>> begin PROVIDED RECORDS
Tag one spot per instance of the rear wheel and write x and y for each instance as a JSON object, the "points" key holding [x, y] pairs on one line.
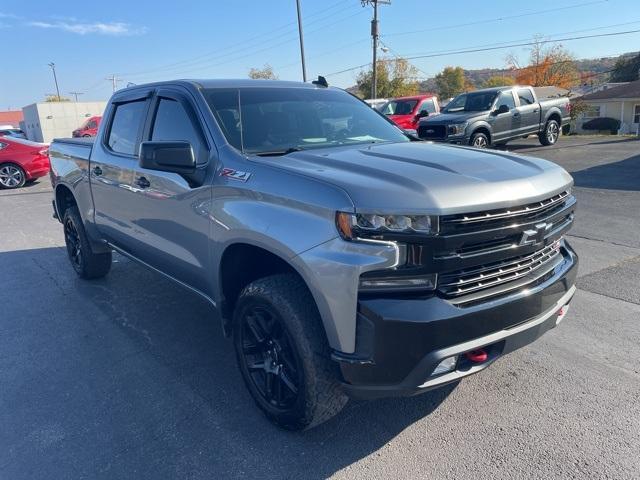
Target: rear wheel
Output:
{"points": [[12, 176], [283, 354], [479, 140], [84, 261], [550, 134]]}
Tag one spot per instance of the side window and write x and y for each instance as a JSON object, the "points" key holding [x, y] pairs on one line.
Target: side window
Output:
{"points": [[428, 106], [525, 96], [127, 119], [173, 123], [506, 98]]}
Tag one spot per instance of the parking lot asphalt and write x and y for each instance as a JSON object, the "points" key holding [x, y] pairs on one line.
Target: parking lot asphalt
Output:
{"points": [[129, 377]]}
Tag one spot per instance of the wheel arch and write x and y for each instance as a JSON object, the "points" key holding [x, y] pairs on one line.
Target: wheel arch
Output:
{"points": [[242, 262]]}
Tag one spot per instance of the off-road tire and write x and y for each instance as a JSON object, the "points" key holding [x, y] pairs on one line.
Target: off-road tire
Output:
{"points": [[85, 262], [549, 136], [319, 395], [479, 140]]}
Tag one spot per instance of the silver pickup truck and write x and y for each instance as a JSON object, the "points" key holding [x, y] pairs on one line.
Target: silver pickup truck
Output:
{"points": [[494, 116], [344, 258]]}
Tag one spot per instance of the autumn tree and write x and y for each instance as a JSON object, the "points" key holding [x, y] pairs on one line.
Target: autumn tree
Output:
{"points": [[265, 73], [498, 81], [553, 65], [451, 82], [395, 78], [626, 69]]}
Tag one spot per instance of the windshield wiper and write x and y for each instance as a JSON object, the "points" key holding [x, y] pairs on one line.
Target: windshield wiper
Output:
{"points": [[278, 153]]}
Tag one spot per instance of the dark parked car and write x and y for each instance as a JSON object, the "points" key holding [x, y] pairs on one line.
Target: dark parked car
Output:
{"points": [[494, 116]]}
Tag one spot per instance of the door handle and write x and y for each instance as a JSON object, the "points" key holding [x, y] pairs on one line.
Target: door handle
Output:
{"points": [[142, 182]]}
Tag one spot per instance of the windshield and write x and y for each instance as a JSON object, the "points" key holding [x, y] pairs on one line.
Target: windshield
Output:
{"points": [[399, 107], [471, 102], [279, 120]]}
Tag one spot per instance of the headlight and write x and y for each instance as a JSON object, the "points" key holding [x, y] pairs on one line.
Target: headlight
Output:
{"points": [[356, 225], [456, 129]]}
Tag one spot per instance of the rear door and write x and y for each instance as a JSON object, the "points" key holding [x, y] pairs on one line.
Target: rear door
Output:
{"points": [[170, 211], [528, 112], [504, 123], [113, 159]]}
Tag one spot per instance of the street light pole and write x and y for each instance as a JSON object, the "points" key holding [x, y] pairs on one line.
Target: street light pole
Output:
{"points": [[304, 68], [55, 78]]}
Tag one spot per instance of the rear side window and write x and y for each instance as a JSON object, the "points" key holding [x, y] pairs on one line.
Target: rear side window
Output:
{"points": [[525, 96], [506, 98], [127, 120], [173, 123]]}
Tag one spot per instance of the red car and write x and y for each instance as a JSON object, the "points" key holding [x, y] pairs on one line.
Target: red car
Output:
{"points": [[21, 161], [88, 129], [406, 112]]}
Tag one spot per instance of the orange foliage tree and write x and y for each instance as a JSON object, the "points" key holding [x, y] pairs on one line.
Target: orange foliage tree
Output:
{"points": [[552, 65]]}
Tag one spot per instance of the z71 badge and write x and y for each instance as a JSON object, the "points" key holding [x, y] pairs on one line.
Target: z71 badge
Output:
{"points": [[235, 174]]}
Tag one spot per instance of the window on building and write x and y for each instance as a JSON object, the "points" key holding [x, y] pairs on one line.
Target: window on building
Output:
{"points": [[592, 111]]}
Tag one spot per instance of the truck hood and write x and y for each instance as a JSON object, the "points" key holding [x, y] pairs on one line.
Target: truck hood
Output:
{"points": [[417, 177], [446, 118]]}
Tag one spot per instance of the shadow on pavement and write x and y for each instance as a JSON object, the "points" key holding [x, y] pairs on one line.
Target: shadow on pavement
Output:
{"points": [[131, 373], [621, 175]]}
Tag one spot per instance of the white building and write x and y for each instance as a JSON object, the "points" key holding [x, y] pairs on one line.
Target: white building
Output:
{"points": [[48, 120]]}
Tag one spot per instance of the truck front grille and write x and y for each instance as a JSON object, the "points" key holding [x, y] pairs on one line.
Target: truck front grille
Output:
{"points": [[459, 223], [432, 131], [483, 277]]}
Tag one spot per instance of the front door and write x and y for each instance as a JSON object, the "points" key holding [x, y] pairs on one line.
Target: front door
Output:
{"points": [[170, 211], [113, 159]]}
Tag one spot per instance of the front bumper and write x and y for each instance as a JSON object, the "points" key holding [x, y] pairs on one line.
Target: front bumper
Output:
{"points": [[401, 341]]}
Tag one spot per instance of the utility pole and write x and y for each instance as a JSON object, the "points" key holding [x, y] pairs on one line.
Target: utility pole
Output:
{"points": [[375, 33], [304, 68], [114, 82], [55, 78]]}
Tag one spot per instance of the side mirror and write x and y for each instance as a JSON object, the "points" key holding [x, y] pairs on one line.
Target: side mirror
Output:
{"points": [[172, 156]]}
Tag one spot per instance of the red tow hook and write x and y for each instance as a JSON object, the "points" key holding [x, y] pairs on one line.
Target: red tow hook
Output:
{"points": [[477, 356]]}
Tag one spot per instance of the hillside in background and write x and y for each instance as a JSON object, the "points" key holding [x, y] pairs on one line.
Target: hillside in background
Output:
{"points": [[595, 71]]}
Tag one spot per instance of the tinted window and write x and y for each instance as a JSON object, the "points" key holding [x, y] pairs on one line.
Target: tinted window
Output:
{"points": [[399, 107], [471, 102], [525, 96], [428, 106], [173, 123], [506, 98], [127, 120], [274, 120]]}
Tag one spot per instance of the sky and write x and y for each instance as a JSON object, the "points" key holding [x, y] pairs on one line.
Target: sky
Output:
{"points": [[142, 41]]}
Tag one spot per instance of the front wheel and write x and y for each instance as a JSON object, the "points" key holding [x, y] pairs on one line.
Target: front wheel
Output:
{"points": [[550, 134], [283, 354], [12, 176], [479, 140], [84, 261]]}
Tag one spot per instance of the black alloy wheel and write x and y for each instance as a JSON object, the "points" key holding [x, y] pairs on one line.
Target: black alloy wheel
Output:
{"points": [[269, 358]]}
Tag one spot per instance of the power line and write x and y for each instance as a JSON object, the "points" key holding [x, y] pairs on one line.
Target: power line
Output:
{"points": [[493, 20], [486, 49], [236, 47]]}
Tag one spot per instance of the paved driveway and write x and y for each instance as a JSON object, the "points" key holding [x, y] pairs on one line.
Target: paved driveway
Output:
{"points": [[128, 377]]}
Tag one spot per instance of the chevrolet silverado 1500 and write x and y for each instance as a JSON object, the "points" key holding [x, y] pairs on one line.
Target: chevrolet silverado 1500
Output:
{"points": [[343, 257]]}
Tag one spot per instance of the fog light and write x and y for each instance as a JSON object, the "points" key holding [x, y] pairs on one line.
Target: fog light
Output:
{"points": [[561, 313], [447, 365]]}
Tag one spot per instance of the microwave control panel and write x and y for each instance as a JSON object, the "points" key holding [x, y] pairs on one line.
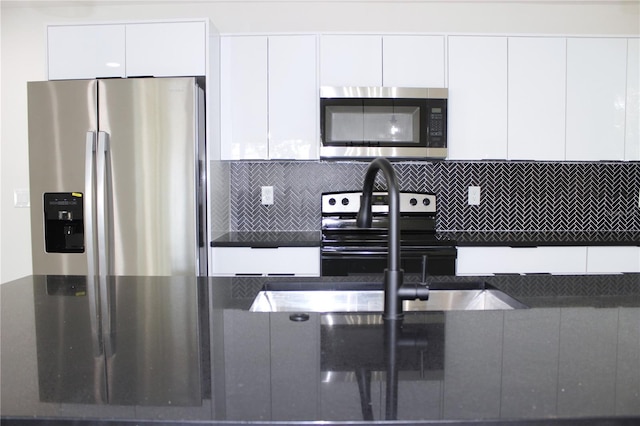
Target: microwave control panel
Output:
{"points": [[437, 123]]}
>> end PROVIDED RECORDS
* **GIVEN EXERCISE**
Where the line containing "Tag one spot per instance of the paved" appears above, start there and set down each line exactly through the last line of the data; leave out every picture.

* **TASK ANSWER**
Tag one spot per instance of the paved driveway and write x and y for each instance as a JSON object, the "points" key holding [x, y] pairs on one line.
Target: paved driveway
Output:
{"points": [[128, 377]]}
Tag one spot per instance of the chevrolet silverado 1500 and write x and y for each instance as a JSON object, the "points" key holding [x, y] pairs on one line.
Target: chevrolet silverado 1500
Output:
{"points": [[343, 257]]}
Tag one spot per instance of the fog light and write x and y for each instance as a JSON object, the "points" key holding [x, y] pairs on one line.
Target: fog light
Output:
{"points": [[561, 313], [447, 365]]}
Tag one spot per instance of the microwave control panel and write x and y for each instance as a JSON object, the "points" key holding [x, y] pairs on one line.
Target: microwave control panel
Output:
{"points": [[437, 123]]}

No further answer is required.